**PETUNJUK TUGAS**
Tulis kembali bagian teks tentang etika profesi akuntansi yang dibuka dengan kata-kata "Sedangkan dalam" dan ditutup dengan "tidak etis ?", lalu tukar "membimbing" dengan "mengarahkan".

**KUTIPAN TERPILIH**
▽
Nama : Tiara Emalia
Kelas : 4 EB18
NPM : 26210884
ETIKA PROFESI AKUNTANSI
1. Apa yang dimaksud dengan etika ?
Jawab : Etika merupakan
ilmu pengetahuan yang berhubungan dengan upaya menentukan perbuatan yang di
lakukan manusia untuk dikatakan baik atau buruk, dengan kata lain aturan atau
pola tingkah laku yang di hasilkan oleh akal manusia . Dengan adanya
etika pergaulan dalam masyarakat akan terlihat baik dan buruknya. Etika
bersifat relative yakni dapat berubah-ubah sesuai dengan tuntutan zaman.
Etika
diartikan ”sebagai ilmu yang mempelajari kebaikan dan keburukan dalam hidup
manusia khususnya perbuatan manusia yang didorong oleh kehendak dan didasari
pikiran yang jernih dengan pertimbangan perasaan”
Etik ialah
suatu cabang ilmu filsafat. Secara sederhana dapat dikatakan bahwa etik adalah
disiplin yang mempelajari tentang baik dan buruk sikap tindakan manusia. Etika
merupakan bagian filosofis yang berhubungan erat dengan nilai manusia dalam
menghargai suatu tindakan, apakah benar atau salah, dan penyelesaiannya baik
atau tidak.
Menurut bahasa,
Etik diartikan sebagai :YUNANI áEthos, kebiasaan atau tingkah laku,
INGGRIS á Ethis, tingkah laku / perilaku manusia yang baik → tindakan yang harus dilaksanakan manusia sesuai dengan moral
pada umumnya.
Sedangkan dalam
koteks lain secara luas dinyatakan bahwa : ETIK adalah aplikasi dari proses dan
teori filsafat moral terhadapkenyataan yang sebenarnya. Hal ini berhubungan
dengan prinsip-prinsip dasar dan konsep yang membimbing makhluk hidup dalam
berpikir dan bertindak serta menekankan nilai-nilai mereka.
2. Bagaimanakah
tahap perkembangan moral ,karakteristik individu dan variable structural mempengaruhi
keputusan manajer untuk berperilaku etis dan tidak etis ?
Jawab :
Tahap-tahap Moral
Pada tingkat prakonvensional kita
menemukan:
Tahap I – Orientasi hukuman dan kepatuhan:
Orientasi pada hukuman dan rasa hormat yang tak dipersoalkan terhadap kekuasan
yang lebih tinggi. Akibat fisik tindakan, terlepas arti atau nilai
manusiawinya, menentukan sifat baik dan sifat buruk dari tindakan ini.
△
**DATA YANG DIBERIKAN**
▽
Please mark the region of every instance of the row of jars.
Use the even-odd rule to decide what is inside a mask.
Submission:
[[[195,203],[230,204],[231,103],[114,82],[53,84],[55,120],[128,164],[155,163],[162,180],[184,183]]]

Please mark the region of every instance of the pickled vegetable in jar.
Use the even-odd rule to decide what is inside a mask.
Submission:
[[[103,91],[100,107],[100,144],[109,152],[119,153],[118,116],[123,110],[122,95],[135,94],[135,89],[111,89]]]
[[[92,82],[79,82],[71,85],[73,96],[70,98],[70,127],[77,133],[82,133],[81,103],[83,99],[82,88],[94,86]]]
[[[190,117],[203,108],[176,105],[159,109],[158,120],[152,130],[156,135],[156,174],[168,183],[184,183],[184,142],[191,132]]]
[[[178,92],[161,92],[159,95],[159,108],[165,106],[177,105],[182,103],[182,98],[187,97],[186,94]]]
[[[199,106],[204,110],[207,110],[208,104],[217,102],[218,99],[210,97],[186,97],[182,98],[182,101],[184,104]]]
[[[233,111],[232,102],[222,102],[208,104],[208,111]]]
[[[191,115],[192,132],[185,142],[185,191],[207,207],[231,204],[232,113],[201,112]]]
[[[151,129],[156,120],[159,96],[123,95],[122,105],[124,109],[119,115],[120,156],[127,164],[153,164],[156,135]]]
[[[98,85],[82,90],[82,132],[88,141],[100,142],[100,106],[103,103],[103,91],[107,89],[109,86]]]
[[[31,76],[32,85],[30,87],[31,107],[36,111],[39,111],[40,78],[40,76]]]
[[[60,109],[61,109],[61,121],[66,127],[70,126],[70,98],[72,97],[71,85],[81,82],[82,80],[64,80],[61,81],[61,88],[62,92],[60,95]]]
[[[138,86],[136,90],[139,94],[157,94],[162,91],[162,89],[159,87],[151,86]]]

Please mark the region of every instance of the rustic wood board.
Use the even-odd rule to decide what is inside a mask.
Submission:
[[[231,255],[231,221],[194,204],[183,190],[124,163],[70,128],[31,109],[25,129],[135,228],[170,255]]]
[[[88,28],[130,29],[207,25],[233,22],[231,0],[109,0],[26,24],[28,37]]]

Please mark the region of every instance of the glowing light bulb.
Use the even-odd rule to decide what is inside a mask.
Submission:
△
**JAWABAN BENAR**
Sedangkan dalam
koteks lain secara luas dinyatakan bahwa : ETIK adalah aplikasi dari proses dan
teori filsafat moral terhadapkenyataan yang sebenarnya. Hal ini berhubungan
dengan prinsip-prinsip dasar dan konsep yang mengarahkan makhluk hidup dalam
berpikir dan bertindak serta menekankan nilai-nilai mereka.
2. Bagaimanakah
tahap perkembangan moral ,karakteristik individu dan variable structural mempengaruhi
keputusan manajer untuk berperilaku etis dan tidak etis ?